- **WHAT YOU ARE ASKED TO DO**: In the page excerpt about the housing downturn, by what percentage did notices of default in California rise in the third quarter?

- **PAGE EXCERPT**:
Appelbaum interviews several people who have been hit by the downturn in Orlando, including the owner of a stonecutting business who was forced to take a huge hit on the sale of his home and downsize both his personal life and his business -– meaning less money to spread around.
“We’re never going to get that big again,” he says. “I was someone employing people and taking people to the good life. Now I’m just trying to survive.”
The Los Angeles Times, meanwhile, reports that the number of notices of default –- the first step in the foreclosure process –- rose 25.9% in the third quarter from the second in California even as settlement talks between banks and state attorneys general over the robo-signing scandal seem to be getting nowhere fast.
“Activists and consumer advocates criticized the recent default-notice increase as a move in the wrong direction,” writes Alejandro Lazo. “They have been protesting foreclosures and urging bank and government officials to take further steps to stem the tide of home seizures.”

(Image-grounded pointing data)
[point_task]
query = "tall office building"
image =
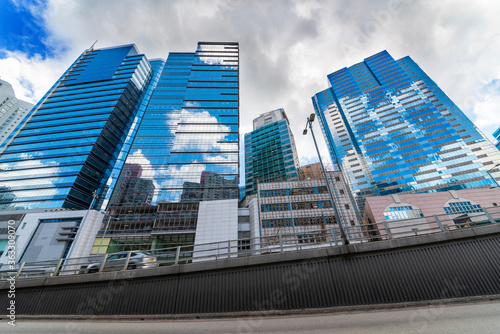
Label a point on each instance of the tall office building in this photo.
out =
(392, 129)
(496, 134)
(270, 152)
(70, 142)
(12, 110)
(152, 138)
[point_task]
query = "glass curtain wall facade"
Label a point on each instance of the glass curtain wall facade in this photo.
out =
(186, 146)
(67, 148)
(184, 150)
(392, 129)
(270, 152)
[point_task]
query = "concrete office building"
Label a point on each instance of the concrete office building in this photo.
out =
(302, 210)
(410, 214)
(12, 111)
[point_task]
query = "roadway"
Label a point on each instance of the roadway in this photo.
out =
(481, 318)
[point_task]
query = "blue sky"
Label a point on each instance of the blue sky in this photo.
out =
(287, 47)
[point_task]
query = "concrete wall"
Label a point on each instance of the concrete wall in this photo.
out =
(217, 223)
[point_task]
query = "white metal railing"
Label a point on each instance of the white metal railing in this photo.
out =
(262, 245)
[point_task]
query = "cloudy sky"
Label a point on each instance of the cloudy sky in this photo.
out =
(287, 48)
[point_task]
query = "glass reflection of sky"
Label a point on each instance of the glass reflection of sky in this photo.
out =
(60, 156)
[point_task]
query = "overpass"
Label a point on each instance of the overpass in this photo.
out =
(450, 264)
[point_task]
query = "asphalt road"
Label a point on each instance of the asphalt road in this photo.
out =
(466, 318)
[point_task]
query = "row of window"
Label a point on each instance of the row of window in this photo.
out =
(294, 191)
(299, 221)
(295, 206)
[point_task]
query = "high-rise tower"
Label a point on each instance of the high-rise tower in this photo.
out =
(67, 148)
(186, 144)
(392, 129)
(270, 153)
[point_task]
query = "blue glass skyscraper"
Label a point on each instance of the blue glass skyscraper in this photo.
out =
(270, 152)
(392, 129)
(69, 145)
(186, 145)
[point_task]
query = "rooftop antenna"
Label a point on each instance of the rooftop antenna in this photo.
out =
(92, 46)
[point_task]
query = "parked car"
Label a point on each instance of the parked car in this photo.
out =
(138, 260)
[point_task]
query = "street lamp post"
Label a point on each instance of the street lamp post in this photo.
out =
(104, 234)
(310, 119)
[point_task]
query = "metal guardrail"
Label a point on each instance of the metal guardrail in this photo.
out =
(306, 239)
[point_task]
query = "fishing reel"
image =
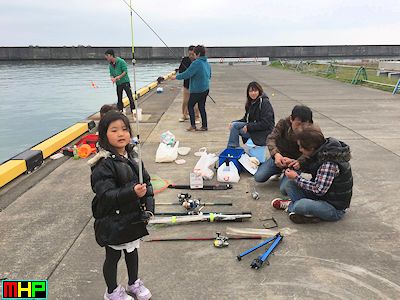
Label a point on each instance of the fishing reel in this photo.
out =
(221, 241)
(188, 203)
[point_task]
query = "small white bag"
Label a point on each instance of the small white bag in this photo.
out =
(167, 153)
(228, 173)
(202, 167)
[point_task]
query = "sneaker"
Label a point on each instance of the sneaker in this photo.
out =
(280, 203)
(139, 290)
(275, 177)
(183, 119)
(300, 219)
(118, 294)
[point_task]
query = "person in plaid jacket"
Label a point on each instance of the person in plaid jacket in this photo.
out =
(327, 195)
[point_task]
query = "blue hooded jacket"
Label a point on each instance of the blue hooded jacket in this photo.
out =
(199, 73)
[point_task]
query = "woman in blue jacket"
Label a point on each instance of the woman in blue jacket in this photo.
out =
(199, 73)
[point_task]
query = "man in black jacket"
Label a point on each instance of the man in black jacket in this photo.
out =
(185, 63)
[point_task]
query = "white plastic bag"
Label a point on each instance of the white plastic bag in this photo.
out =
(228, 173)
(202, 167)
(167, 153)
(168, 138)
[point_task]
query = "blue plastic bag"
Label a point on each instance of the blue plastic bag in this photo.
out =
(256, 151)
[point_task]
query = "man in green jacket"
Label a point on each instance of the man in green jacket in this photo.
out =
(119, 76)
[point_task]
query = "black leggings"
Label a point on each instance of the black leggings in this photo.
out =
(111, 263)
(200, 99)
(127, 88)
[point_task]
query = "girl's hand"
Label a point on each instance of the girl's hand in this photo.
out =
(295, 165)
(279, 161)
(140, 190)
(291, 174)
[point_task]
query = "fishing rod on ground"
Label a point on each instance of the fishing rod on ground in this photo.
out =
(174, 55)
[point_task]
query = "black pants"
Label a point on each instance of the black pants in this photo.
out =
(200, 99)
(127, 88)
(111, 263)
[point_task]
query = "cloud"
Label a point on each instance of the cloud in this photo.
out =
(214, 23)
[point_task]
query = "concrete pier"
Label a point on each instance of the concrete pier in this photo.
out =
(47, 231)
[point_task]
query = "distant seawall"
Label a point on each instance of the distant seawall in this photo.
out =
(162, 53)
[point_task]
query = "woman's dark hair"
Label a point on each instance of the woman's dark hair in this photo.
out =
(310, 138)
(110, 51)
(106, 108)
(108, 118)
(199, 49)
(303, 113)
(253, 86)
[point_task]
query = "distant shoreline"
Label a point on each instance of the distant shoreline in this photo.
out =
(174, 53)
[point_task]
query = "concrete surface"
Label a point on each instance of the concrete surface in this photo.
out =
(47, 232)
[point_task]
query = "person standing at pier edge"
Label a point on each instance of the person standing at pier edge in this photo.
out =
(121, 206)
(199, 74)
(119, 76)
(185, 63)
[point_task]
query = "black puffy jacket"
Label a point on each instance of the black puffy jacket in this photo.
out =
(260, 120)
(340, 192)
(118, 212)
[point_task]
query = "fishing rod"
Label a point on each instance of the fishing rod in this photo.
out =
(136, 103)
(174, 55)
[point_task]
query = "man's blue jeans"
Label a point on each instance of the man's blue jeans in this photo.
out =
(266, 170)
(236, 133)
(308, 207)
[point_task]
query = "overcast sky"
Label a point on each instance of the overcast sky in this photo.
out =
(208, 22)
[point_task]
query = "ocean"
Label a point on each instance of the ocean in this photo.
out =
(40, 98)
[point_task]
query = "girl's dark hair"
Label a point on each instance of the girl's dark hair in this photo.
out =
(310, 138)
(110, 52)
(199, 49)
(303, 113)
(106, 108)
(108, 118)
(252, 86)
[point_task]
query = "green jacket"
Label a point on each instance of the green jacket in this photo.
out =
(117, 69)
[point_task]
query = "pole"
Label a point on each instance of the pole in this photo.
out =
(135, 100)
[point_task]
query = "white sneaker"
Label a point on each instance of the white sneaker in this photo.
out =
(118, 294)
(139, 290)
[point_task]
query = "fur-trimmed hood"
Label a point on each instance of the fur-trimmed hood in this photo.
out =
(101, 154)
(333, 150)
(105, 154)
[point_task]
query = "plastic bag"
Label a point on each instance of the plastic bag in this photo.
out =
(203, 165)
(168, 138)
(228, 173)
(167, 153)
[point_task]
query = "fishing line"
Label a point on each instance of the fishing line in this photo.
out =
(174, 55)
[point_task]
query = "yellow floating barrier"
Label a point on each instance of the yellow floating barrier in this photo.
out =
(152, 85)
(11, 170)
(56, 142)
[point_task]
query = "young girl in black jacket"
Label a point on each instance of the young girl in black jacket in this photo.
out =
(121, 205)
(258, 120)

- **TASK SOLUTION**: They rose 25.9% from the second quarter.